(Image point annotation data)
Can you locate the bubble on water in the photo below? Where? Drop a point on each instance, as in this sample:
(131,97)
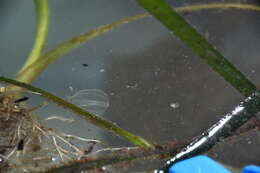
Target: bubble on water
(175,105)
(93,100)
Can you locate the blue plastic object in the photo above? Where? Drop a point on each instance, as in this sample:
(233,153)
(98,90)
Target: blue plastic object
(251,169)
(198,164)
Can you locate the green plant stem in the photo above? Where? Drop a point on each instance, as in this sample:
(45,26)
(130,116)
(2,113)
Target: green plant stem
(96,120)
(185,32)
(32,71)
(42,19)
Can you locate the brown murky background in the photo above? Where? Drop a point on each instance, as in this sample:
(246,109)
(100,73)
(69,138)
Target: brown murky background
(143,68)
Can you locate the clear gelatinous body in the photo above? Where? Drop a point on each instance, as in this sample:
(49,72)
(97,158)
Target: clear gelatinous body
(93,100)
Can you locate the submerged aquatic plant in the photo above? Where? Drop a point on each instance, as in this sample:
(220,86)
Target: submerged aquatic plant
(26,145)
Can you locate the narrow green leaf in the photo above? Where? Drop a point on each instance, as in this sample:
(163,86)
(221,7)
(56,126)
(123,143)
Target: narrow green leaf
(95,120)
(42,20)
(185,32)
(31,72)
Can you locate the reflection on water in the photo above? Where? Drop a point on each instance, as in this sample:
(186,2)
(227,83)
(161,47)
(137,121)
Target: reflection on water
(93,100)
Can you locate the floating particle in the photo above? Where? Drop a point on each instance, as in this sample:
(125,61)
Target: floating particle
(175,105)
(93,100)
(21,99)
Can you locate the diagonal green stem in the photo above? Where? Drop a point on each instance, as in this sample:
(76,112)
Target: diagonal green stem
(42,19)
(96,120)
(185,32)
(32,71)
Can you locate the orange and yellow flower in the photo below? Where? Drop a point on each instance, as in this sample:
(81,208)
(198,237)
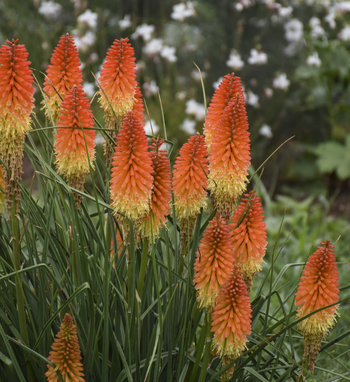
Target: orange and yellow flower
(65,354)
(131,175)
(317,289)
(62,74)
(231,318)
(214,262)
(75,138)
(161,192)
(16,104)
(190,178)
(249,236)
(118,79)
(227,89)
(229,154)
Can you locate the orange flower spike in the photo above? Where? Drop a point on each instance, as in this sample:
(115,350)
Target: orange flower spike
(118,79)
(161,192)
(228,88)
(65,354)
(318,288)
(131,175)
(229,155)
(249,236)
(62,74)
(74,141)
(190,178)
(16,104)
(214,262)
(231,318)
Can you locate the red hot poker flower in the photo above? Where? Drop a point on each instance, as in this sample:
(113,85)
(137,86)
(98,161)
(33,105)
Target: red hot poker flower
(161,192)
(74,141)
(16,104)
(226,91)
(131,175)
(62,74)
(229,155)
(65,354)
(317,289)
(231,319)
(118,79)
(190,179)
(214,262)
(249,236)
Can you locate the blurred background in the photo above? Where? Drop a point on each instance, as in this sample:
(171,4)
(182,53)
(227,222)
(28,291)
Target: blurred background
(293,58)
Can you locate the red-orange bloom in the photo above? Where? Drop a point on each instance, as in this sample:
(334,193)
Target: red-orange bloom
(75,143)
(161,192)
(131,175)
(249,235)
(16,104)
(228,88)
(190,178)
(62,74)
(229,154)
(231,319)
(214,262)
(65,354)
(118,79)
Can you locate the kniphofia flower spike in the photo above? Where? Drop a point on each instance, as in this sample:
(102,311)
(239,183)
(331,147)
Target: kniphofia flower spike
(229,154)
(65,354)
(317,289)
(75,139)
(214,262)
(16,104)
(62,74)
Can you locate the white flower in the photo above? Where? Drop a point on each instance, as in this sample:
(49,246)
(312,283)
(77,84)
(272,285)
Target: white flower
(168,52)
(182,11)
(196,109)
(145,31)
(252,99)
(344,34)
(313,60)
(293,30)
(188,126)
(235,61)
(151,127)
(89,89)
(265,131)
(281,82)
(153,47)
(125,23)
(257,57)
(50,9)
(150,88)
(88,18)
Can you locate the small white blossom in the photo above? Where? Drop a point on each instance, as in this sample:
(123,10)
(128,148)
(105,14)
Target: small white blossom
(188,126)
(125,23)
(168,52)
(144,31)
(265,131)
(153,47)
(182,11)
(313,60)
(150,88)
(50,9)
(235,61)
(151,127)
(88,18)
(196,109)
(293,30)
(257,57)
(281,82)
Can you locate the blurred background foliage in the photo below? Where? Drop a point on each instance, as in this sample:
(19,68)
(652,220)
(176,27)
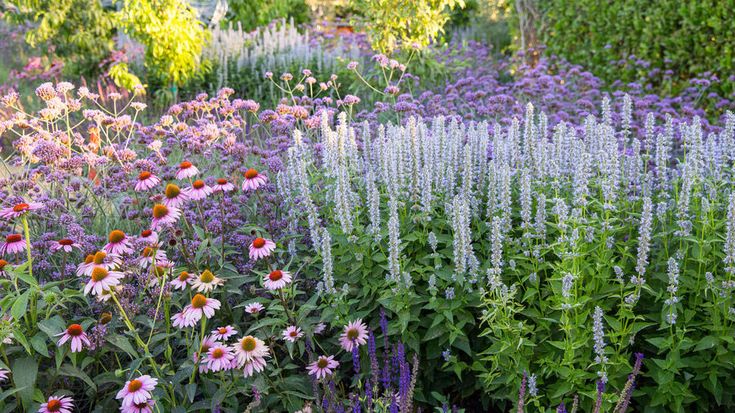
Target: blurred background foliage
(661,44)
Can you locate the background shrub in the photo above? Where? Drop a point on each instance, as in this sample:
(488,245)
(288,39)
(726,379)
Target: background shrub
(625,40)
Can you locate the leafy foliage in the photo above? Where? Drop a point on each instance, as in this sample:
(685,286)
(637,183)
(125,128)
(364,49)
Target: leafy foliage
(622,40)
(172,35)
(256,13)
(394,24)
(80,31)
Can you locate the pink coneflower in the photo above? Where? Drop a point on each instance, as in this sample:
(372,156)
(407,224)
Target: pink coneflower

**To be done**
Format all of the data above as a numbered list, leaving out blank lines and the pictures.

**Solved problem**
1. Can you locate the bubble on water in the photo below? Where? Drop a point on each instance, as in this sample:
2. (131,97)
3. Target: bubble on water
4. (175,105)
5. (93,100)
6. Can you locate the blue plastic object in the photo above? Where? Drop a point on each instance, as in this sample:
7. (233,153)
8. (98,90)
9. Target: blue plastic object
10. (251,169)
11. (198,164)
12. Can you locate the green plant stem in the photo above? Where? Drop a point on each instance, as in this sample:
13. (45,26)
14. (130,116)
15. (2,113)
16. Target: green plant stem
17. (96,120)
18. (185,32)
19. (32,71)
20. (42,19)
21. Can you locate the brown murky background in the photo above? Where? Drop a point on each instance, as in this sample:
22. (246,109)
23. (100,73)
24. (69,138)
25. Target: brown murky background
26. (143,68)
27. Can you locate the clear gelatinous body in the photo above? Where? Drop a point on each instance, as in this sample:
28. (49,72)
29. (97,158)
30. Target: clear gelatinous body
31. (93,100)
32. Can you locate the submerged aquatic plant in the photo above? Where? Drop a point on each instance, as in this sample:
33. (220,86)
34. Target: submerged aquatic plant
35. (26,145)
36. Can you locate the narrow green leaf in the photo above? Where? Drop a point on each instance, as in this sample:
37. (163,86)
38. (221,7)
39. (56,126)
40. (123,143)
41. Target: narrow green leaf
42. (95,120)
43. (42,20)
44. (185,32)
45. (31,72)
46. Can you locate the reflection on water in the photo above? Where? Drop a point on each instance, as in this sample:
47. (186,2)
48. (227,83)
49. (161,47)
50. (137,121)
51. Target: reflection on water
52. (93,100)
53. Can you locate the floating particle in the photo above? Where? Drop a point on each instance, as in this sample:
54. (125,61)
55. Target: floating particle
56. (175,105)
57. (93,100)
58. (21,99)
59. Can you locate the diagonal green stem in the photo above? Where? Drop a point on each instance, as in this sample:
60. (76,112)
61. Target: diagonal green stem
62. (42,19)
63. (96,120)
64. (185,32)
65. (32,71)
66. Can you locate the orange and yellow flower in the photo below? Where? Drop a point on each instance, as in this sample:
67. (81,208)
68. (198,237)
69. Target: orange and yellow flower
70. (65,354)
71. (131,175)
72. (317,289)
73. (62,74)
74. (231,318)
75. (214,262)
76. (75,138)
77. (161,192)
78. (16,104)
79. (190,178)
80. (249,236)
81. (118,79)
82. (227,89)
83. (229,154)
84. Can you locate the orange flower spike in the photo above? Where? Drop a point on each instance, as in this sample:
85. (115,350)
86. Target: orange flower spike
87. (118,79)
88. (161,192)
89. (228,88)
90. (65,354)
91. (318,288)
92. (131,175)
93. (229,155)
94. (249,236)
95. (62,74)
96. (74,141)
97. (190,178)
98. (16,104)
99. (214,262)
100. (231,318)
101. Can you locate the red hot poker flower in the photo above? Where? Drop a point on each instance, as in this sample:
102. (113,85)
103. (137,86)
104. (98,161)
105. (33,105)
106. Target: red hot poker flower
107. (161,192)
108. (74,141)
109. (16,104)
110. (226,91)
111. (131,175)
112. (62,74)
113. (229,155)
114. (65,354)
115. (317,289)
116. (231,319)
117. (118,79)
118. (190,179)
119. (214,262)
120. (249,236)
121. Can you locate the blurred background in the photo above? Where? Drop a point on each instance, as in this sample:
122. (171,4)
123. (182,53)
124. (227,222)
125. (28,291)
126. Target: blurred background
127. (293,58)
128. Can you locate the red-orange bloom in the photo above? Where? Drop a point on each instance, as in this sample:
129. (334,193)
130. Target: red-orange bloom
131. (75,143)
132. (161,192)
133. (131,175)
134. (249,235)
135. (16,104)
136. (228,88)
137. (190,178)
138. (62,74)
139. (229,154)
140. (231,319)
141. (214,262)
142. (65,354)
143. (118,79)
144. Can you locate the kniphofia flower spike in the photo above? Where? Drop a point on each instance, as in this sample:
145. (102,311)
146. (239,183)
147. (331,147)
148. Target: kniphofia flower spike
149. (229,154)
150. (65,354)
151. (317,289)
152. (75,139)
153. (214,262)
154. (16,104)
155. (62,74)
156. Can you locate the white flower in the photo above? Where? Drop a point on each instance, as in this sample:
157. (49,246)
158. (312,283)
159. (77,84)
160. (272,285)
161. Target: white flower
162. (168,52)
163. (182,11)
164. (196,109)
165. (145,31)
166. (252,99)
167. (344,34)
168. (313,60)
169. (293,30)
170. (188,126)
171. (235,61)
172. (151,127)
173. (89,89)
174. (265,131)
175. (281,82)
176. (153,47)
177. (125,23)
178. (257,57)
179. (50,9)
180. (150,88)
181. (88,18)
182. Can you locate the small white blossom in the photo above? Where? Drop a point on each instance, as in this sample:
183. (123,10)
184. (128,148)
185. (105,14)
186. Target: small white blossom
187. (188,126)
188. (125,23)
189. (168,52)
190. (144,31)
191. (265,131)
192. (153,47)
193. (182,11)
194. (313,60)
195. (150,88)
196. (50,9)
197. (235,61)
198. (151,127)
199. (88,18)
200. (196,109)
201. (293,30)
202. (257,57)
203. (281,82)
204. Can you locate the blurred background foliage in the photo below? Where? Drop a point on each instance, as in this sample:
205. (19,68)
206. (652,220)
207. (176,27)
208. Target: blurred background foliage
209. (661,44)
210. Can you locate the background shrub in the photo above? Where? Drop a point on each instance, as in this sample:
211. (488,245)
212. (288,39)
213. (726,379)
214. Target: background shrub
215. (625,40)
216. Can you locate the leafy foliage in the photo above? Where? Drop a point on each instance, as in this sample:
217. (685,286)
218. (637,183)
219. (125,128)
220. (364,49)
221. Target: leafy foliage
222. (622,40)
223. (172,35)
224. (256,13)
225. (394,24)
226. (80,31)
227. Can you locate the pink coneflower in the photo above? Where? Drop a point on each instance, as in this sample:
228. (372,156)
229. (407,224)
230. Target: pink coneflower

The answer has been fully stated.